*DIRECTIVE:* Give the material from the line containing "out the american" through the line containing "(1257, 633)" as a JSON list of strings, one string per line, with blank lines omitted.

***** EXCERPTED DATA *****

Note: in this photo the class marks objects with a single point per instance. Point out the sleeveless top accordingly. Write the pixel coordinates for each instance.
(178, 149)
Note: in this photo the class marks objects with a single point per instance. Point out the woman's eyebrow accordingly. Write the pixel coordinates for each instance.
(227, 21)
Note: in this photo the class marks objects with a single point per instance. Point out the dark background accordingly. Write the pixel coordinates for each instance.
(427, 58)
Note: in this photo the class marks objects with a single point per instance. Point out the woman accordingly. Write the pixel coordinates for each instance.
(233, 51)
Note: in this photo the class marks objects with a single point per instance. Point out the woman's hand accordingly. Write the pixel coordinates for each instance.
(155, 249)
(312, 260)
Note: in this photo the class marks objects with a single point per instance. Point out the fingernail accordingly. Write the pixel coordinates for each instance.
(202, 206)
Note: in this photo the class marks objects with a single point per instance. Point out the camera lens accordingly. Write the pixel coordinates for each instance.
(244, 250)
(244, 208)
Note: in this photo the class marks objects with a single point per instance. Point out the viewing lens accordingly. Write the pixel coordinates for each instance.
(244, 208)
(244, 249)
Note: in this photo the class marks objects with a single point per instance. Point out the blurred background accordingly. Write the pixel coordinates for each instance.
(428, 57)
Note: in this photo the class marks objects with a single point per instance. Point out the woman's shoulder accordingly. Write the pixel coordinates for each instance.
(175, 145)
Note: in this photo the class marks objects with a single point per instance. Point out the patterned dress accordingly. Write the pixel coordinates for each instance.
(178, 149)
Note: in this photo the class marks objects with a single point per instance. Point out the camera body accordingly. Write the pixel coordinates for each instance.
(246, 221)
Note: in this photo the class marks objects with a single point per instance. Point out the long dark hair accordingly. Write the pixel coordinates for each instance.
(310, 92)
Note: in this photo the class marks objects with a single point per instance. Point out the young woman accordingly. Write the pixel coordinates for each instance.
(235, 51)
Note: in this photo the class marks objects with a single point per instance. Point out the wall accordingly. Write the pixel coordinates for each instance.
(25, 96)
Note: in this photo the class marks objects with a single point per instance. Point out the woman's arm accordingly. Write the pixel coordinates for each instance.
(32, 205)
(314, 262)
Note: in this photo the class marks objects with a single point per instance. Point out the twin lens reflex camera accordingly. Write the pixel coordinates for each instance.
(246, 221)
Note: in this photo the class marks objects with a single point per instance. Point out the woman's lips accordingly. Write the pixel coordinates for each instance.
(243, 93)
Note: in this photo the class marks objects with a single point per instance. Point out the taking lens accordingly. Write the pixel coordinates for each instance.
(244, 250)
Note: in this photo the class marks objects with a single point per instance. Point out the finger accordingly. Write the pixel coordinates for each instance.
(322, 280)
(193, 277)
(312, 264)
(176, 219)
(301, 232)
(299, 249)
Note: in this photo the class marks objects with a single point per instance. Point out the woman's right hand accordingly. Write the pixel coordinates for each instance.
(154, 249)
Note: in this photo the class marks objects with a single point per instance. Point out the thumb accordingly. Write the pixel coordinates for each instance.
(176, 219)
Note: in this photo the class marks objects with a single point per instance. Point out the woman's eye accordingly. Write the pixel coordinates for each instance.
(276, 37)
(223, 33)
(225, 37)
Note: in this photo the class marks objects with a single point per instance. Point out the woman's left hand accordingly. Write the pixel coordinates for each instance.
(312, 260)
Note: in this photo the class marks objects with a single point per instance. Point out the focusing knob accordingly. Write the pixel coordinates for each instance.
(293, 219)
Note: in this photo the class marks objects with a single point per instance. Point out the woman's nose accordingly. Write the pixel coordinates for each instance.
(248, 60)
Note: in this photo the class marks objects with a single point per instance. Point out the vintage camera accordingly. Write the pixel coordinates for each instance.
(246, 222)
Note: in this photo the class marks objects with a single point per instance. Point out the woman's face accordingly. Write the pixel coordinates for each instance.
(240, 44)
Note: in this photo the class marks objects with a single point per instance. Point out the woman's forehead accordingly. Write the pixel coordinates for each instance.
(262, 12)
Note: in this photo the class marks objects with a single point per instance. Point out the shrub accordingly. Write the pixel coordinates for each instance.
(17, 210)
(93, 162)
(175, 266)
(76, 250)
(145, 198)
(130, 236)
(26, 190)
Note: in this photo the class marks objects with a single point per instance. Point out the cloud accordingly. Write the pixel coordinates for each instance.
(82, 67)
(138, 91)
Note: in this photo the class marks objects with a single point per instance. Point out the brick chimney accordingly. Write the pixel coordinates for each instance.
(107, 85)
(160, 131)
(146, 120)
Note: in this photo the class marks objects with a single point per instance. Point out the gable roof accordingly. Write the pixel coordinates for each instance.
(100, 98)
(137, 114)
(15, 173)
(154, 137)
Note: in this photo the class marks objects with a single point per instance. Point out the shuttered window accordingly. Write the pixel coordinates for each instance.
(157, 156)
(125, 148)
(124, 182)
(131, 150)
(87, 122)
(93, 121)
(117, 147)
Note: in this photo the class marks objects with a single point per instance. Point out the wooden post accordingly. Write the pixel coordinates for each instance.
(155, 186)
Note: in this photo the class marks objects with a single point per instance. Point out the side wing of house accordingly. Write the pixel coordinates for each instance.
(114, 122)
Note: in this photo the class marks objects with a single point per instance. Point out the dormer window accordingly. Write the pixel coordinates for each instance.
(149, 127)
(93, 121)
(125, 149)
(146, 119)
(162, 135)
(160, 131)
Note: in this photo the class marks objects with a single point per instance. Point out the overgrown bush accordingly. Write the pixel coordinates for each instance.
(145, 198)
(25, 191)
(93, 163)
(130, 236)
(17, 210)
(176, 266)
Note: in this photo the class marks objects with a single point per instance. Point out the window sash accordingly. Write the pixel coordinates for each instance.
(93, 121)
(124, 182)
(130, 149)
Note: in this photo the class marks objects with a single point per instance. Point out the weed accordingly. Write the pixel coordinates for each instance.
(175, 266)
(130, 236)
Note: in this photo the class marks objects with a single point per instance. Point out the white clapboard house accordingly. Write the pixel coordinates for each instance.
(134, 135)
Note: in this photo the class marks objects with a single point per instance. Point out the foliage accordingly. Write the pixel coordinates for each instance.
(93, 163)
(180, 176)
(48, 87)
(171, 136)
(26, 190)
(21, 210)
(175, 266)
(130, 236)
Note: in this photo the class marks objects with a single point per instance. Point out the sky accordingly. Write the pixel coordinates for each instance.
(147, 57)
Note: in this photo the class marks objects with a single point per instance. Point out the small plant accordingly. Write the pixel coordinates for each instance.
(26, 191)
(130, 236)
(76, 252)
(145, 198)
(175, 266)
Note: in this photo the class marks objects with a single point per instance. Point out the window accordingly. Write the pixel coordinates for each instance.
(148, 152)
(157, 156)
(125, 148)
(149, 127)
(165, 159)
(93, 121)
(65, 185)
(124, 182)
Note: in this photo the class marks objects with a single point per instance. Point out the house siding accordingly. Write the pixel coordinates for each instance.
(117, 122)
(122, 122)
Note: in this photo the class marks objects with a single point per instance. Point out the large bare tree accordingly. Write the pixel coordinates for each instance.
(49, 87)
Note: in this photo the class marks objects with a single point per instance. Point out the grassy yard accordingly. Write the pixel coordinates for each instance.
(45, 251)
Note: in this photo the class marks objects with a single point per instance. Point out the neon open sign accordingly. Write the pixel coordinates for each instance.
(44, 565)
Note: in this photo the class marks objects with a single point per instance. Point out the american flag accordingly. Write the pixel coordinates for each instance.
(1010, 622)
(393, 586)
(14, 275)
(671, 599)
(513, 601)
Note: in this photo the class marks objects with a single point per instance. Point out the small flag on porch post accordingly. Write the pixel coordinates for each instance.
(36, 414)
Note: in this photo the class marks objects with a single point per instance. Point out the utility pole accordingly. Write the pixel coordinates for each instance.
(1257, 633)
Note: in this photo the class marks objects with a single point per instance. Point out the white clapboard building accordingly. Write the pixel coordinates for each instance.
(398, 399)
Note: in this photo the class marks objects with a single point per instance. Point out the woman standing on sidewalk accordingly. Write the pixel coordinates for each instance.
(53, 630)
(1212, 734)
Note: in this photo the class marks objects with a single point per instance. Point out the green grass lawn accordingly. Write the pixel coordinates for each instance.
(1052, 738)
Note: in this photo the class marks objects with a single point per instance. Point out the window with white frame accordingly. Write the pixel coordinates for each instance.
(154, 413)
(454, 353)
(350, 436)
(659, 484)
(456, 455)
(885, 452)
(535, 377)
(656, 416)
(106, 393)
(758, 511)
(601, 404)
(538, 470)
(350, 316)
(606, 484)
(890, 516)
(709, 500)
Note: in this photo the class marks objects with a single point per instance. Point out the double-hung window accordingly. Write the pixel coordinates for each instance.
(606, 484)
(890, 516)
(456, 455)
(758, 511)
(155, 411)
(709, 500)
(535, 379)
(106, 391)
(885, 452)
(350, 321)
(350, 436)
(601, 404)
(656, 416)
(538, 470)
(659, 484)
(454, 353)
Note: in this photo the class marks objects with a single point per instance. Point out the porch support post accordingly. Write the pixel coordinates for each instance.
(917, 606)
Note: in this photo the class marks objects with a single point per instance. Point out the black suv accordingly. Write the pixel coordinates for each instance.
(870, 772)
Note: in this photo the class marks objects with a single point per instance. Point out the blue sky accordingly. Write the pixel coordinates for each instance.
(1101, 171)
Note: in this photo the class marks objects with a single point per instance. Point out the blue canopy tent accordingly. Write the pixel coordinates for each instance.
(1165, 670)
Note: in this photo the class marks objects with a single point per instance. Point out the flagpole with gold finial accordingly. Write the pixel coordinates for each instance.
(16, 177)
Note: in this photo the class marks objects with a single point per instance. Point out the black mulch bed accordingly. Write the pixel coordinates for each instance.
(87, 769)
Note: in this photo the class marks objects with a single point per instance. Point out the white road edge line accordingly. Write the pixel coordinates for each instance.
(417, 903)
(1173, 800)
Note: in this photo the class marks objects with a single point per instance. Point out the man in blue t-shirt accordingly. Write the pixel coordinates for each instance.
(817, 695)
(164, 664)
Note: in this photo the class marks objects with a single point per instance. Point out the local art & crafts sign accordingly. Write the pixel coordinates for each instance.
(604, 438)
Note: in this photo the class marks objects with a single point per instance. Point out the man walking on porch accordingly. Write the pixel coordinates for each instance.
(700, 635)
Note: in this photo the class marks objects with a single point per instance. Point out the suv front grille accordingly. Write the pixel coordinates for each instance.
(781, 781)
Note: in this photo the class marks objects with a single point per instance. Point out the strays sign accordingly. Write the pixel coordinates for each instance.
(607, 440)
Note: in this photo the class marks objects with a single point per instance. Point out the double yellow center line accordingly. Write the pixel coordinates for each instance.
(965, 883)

*****

*SOLUTION FOR THIS TASK:*
[
  "Note: in this photo the class marks objects with a single point per instance. Point out the american flag accordingly. Write the pixel coordinates for each instance.",
  "(1010, 622)",
  "(393, 586)",
  "(14, 275)",
  "(671, 599)",
  "(513, 601)",
  "Note: in this photo the class marks objects with a single point per instance. Point out the small flag on porch post accordingly. Write the pixel coordinates for each instance.",
  "(36, 414)",
  "Note: in this photo the class marks objects with a single point per instance. Point out the utility pole accordingly. Write the pixel coordinates for each instance.",
  "(1257, 633)"
]